» Texte
'''

Donato Carrisi s'est fendue d'une citation inscrite sur la page de couverture de ce livre de Mirko Zilahi au titre plus géographique qu'évocateur «
Roma. » Il a bien fait. Ce
roman lui ressemble. Noir, intense, prenant, à l'intrigue fouillée, aux personnages forts comme celui du commissaire Enrico Mancini, figure centrale de ce thriller. Un homme particulièrement tourmenté par le décès récent de sa femme atteinte d'un cancer. Un homme si perturbé qu'il porte en permanence les gants de sa femme. Un homme qui ne sait pas trop où il en est et qui n'a plus que le travail pour échapper à ses tourments puisque l'être aimé n'a pu lui offrir de descendance.
Il se lance alors dans deux enquêtes parallèles. L'une qu'il refusait de suivre pour s'occuper d'une autre qui lui tenait à coeur (la disparition précisément du médecin de sa femme) et que la hiérarchie lui ordonnait de cesser… pour l'heure. La priorité est donc donnée à ce tueur en série qui s'adonne à d'atroces rituels dans un jeu de pistes bien énigmatique.
Cela l'altère de plus en plus car cela le mène vers un trouble de la personnalité borderline dû bien sûr à son malheur antérieur. Il doit en effet enquêter dans un hôpital et dans un service, l'oncologie, qu'a connu son épouse Marisa. Et alors qu'il ne se sent plus capable de poursuivre ses investigations, qu'il donne sa démission, la deuxième enquête rejoint la première.
Ce thriller est sombre, très sombre, angoissant même, à telle enseigne que le lecteur s'imprègne des émotions et des traumatismes d'Enrico Mancini mais aussi d'autres personnages comme Catarina de Marchi, une de ses adjointes.
Le comportement du tueur qui veut se venger de personnes qui n'ont pu sauver l'être pour lui le plus cher, la seule femme de sa vie, sa mère, la manière dont il massacre ses victimes sont tout aussi dérangeants.
Ce livre est puissant et le paradoxe est probablement d'avoir situé un sujet aussi morbide dans une ville aussi belle et majestueuse que Rome. On en visite les bas-fonds, les ruines de fabriques ou d'endroits désaffectés sur les rives du Tibre. On sent l'affection de l'auteur pour sa ville et tous ces endroits très spéciaux même s'il s'agit d'une ancienne usine atomique.
Dans la quête de la vérité, Mancini se pose la question existencielle de l'après, de l'espoir. Il ne se voit aucune issue. Il disserte avec un de ses adjoints, Walter Comello, cloué sur un lit d'hôpital, sur la gravité et la balistique : « oublie tout espoir Walter, lui dit-il. C'est un piège, de la poudre aux yeux. Un mot dépourvu de sens, tu dois le rayer de ton vocabulaire. C'est la pire des diversions… /… Nous aimons, nous faisons des enfants, nous allons travailler. Chacun de nous cultive un hobby de merde, pratique un sport de merde pendant toute une vie de merde. Et tu sais pourquoi ? Tu sais pourquoi nous nous agitons si fort ?
- Pour mieux vivre ?
- Pour nous divertir de la pensée de la mort.
…/… L'espoir, c'est le sentiment de l'après. Il nous éloigne de la nécessité de l'aujourd'hui.
Malgré cette sinistrose, Mancini ira au bout de sa mission, empêchant le tueur, l'Ombre de terminer la sienne. Fort heureusement pour sa propre existence.
Néanmoins, le lecteur n'aura pas la réponse sur l'avenir physique mais surtout mental de Mancini, un peu plus sur Catarina de Marchi, Walter Comello ou la Juge Giulia Foderà. Libre à lui de les inventer.
A moins que
Mirko Zilahy, vraiment dans la lignée de
Donato Carrisi, ne nous concocte un autre récit avec les mêmes personnages atypiques.

'''

» Données fournies

'''

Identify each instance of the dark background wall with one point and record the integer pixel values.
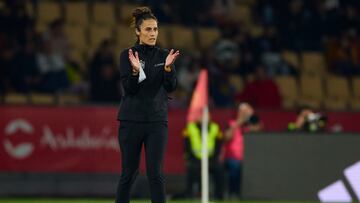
(296, 166)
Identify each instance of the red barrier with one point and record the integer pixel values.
(84, 139)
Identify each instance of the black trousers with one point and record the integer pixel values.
(132, 135)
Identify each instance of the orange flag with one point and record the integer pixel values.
(199, 98)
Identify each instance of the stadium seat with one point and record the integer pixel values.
(182, 38)
(16, 99)
(337, 93)
(126, 13)
(241, 13)
(236, 82)
(98, 33)
(163, 36)
(313, 63)
(42, 99)
(256, 31)
(40, 27)
(48, 11)
(355, 100)
(30, 9)
(69, 99)
(311, 91)
(78, 55)
(291, 58)
(289, 91)
(125, 36)
(77, 36)
(207, 37)
(77, 13)
(104, 13)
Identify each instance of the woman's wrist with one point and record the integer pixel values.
(135, 72)
(167, 68)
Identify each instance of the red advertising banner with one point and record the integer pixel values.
(84, 139)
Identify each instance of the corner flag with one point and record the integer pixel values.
(199, 98)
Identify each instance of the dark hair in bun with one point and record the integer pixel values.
(140, 14)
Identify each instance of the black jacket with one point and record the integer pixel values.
(146, 101)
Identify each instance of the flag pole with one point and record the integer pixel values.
(204, 156)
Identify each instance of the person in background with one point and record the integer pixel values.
(193, 147)
(262, 92)
(245, 121)
(104, 77)
(308, 120)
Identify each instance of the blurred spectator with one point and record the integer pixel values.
(57, 38)
(52, 69)
(308, 120)
(7, 67)
(344, 55)
(262, 92)
(188, 72)
(14, 21)
(193, 154)
(246, 121)
(26, 73)
(104, 77)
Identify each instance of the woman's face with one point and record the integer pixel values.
(148, 32)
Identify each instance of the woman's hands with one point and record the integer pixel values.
(135, 62)
(170, 59)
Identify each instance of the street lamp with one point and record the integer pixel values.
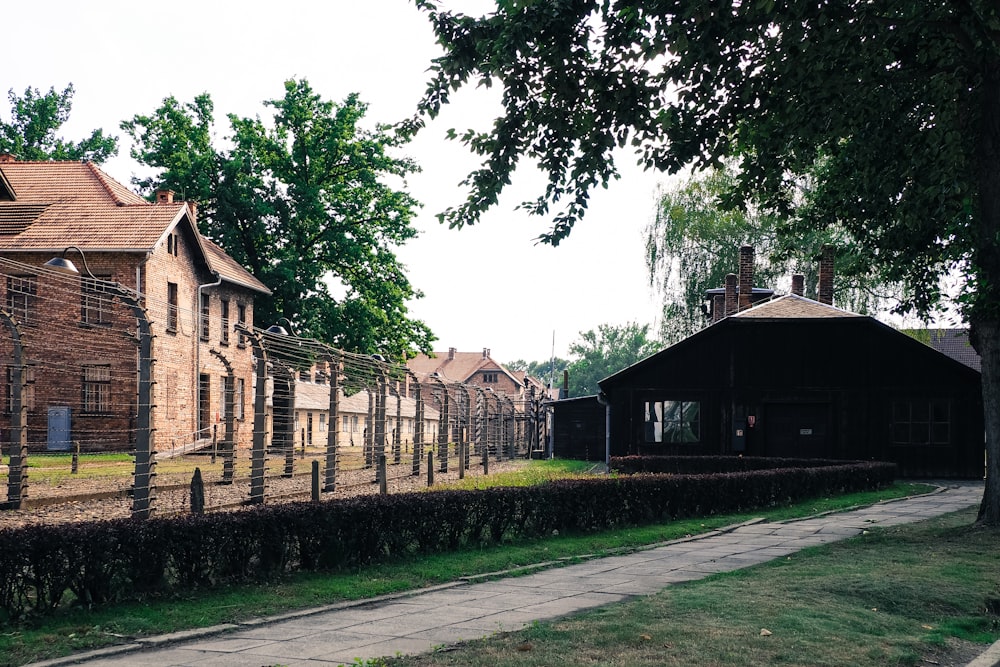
(142, 485)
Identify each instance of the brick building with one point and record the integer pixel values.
(79, 341)
(475, 369)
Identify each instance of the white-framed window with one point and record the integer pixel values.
(673, 421)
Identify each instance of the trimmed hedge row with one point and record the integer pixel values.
(42, 567)
(701, 465)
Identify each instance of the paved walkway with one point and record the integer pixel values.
(340, 634)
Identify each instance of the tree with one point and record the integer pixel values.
(891, 109)
(35, 119)
(693, 242)
(304, 205)
(604, 352)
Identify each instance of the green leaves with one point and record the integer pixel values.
(304, 204)
(601, 353)
(35, 119)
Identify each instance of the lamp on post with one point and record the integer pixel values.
(142, 484)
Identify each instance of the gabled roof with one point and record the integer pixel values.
(952, 342)
(793, 306)
(457, 366)
(47, 206)
(228, 268)
(787, 308)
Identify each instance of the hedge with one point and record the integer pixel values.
(43, 567)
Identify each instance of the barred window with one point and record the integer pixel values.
(921, 422)
(29, 390)
(95, 301)
(673, 421)
(205, 312)
(22, 297)
(97, 389)
(241, 318)
(238, 398)
(224, 331)
(172, 307)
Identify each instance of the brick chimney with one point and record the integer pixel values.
(718, 307)
(825, 289)
(746, 276)
(798, 284)
(731, 300)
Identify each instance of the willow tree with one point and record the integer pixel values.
(893, 108)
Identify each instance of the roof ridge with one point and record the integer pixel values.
(104, 180)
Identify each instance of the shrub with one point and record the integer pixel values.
(106, 561)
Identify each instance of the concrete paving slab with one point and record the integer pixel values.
(340, 634)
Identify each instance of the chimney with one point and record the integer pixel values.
(718, 307)
(731, 302)
(825, 289)
(746, 276)
(798, 284)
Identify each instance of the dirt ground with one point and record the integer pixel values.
(106, 497)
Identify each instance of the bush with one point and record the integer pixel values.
(100, 562)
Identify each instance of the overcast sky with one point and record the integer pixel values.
(489, 286)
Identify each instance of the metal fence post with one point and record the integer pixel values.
(259, 417)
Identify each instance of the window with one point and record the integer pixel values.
(29, 390)
(22, 296)
(172, 307)
(226, 383)
(95, 301)
(97, 389)
(224, 331)
(673, 421)
(921, 422)
(238, 395)
(241, 318)
(204, 317)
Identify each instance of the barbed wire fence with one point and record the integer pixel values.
(91, 366)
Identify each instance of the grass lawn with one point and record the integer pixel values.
(891, 597)
(75, 629)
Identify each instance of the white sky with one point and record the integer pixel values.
(486, 286)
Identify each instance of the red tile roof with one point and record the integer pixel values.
(460, 368)
(47, 206)
(793, 306)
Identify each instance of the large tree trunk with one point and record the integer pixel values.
(987, 335)
(985, 315)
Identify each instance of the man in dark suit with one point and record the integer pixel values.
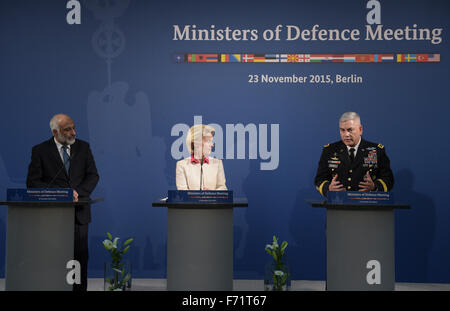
(66, 162)
(353, 163)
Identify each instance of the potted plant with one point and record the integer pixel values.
(277, 276)
(118, 271)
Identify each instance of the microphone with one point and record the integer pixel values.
(201, 171)
(59, 172)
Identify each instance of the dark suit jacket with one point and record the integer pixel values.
(371, 157)
(46, 165)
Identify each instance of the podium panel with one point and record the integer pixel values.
(200, 245)
(200, 250)
(360, 246)
(39, 243)
(359, 241)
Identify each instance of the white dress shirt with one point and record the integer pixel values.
(356, 148)
(188, 175)
(60, 150)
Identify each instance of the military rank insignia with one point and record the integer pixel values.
(333, 162)
(371, 159)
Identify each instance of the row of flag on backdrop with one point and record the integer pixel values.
(306, 58)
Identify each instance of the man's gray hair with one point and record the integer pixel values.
(349, 116)
(54, 122)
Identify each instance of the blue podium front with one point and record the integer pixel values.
(200, 240)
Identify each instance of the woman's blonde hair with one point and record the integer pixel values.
(196, 134)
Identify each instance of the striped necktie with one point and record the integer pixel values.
(66, 158)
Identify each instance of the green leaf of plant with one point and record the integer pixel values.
(127, 278)
(128, 241)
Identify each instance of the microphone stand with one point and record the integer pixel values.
(201, 172)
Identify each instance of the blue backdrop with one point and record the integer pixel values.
(114, 75)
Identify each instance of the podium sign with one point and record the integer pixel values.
(360, 197)
(40, 195)
(199, 196)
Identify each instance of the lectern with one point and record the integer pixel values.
(39, 244)
(200, 245)
(360, 245)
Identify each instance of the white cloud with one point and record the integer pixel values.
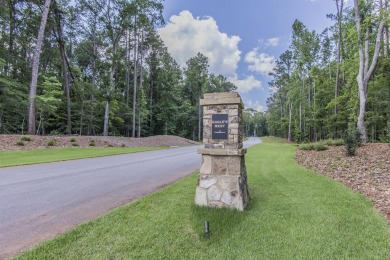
(255, 105)
(272, 42)
(247, 84)
(260, 62)
(185, 36)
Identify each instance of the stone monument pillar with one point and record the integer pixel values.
(222, 181)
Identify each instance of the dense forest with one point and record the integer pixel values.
(103, 70)
(325, 82)
(98, 67)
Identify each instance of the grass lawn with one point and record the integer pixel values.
(15, 158)
(294, 214)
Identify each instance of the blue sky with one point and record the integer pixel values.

'''

» Énoncé
Recopiez mot pour mot le passage de la critique du roman qui commence par « - Pour nous » et se poursuit jusqu'à « sa propre existence. ». Les données ne servent pas ici.

» Réponse
- Pour nous divertir de la pensée de la mort.
…/… L'espoir, c'est le sentiment de l'après. Il nous éloigne de la nécessité de l'aujourd'hui.
Malgré cette sinistrose, Mancini ira au bout de sa mission, empêchant le tueur, l'Ombre de terminer la sienne. Fort heureusement pour sa propre existence.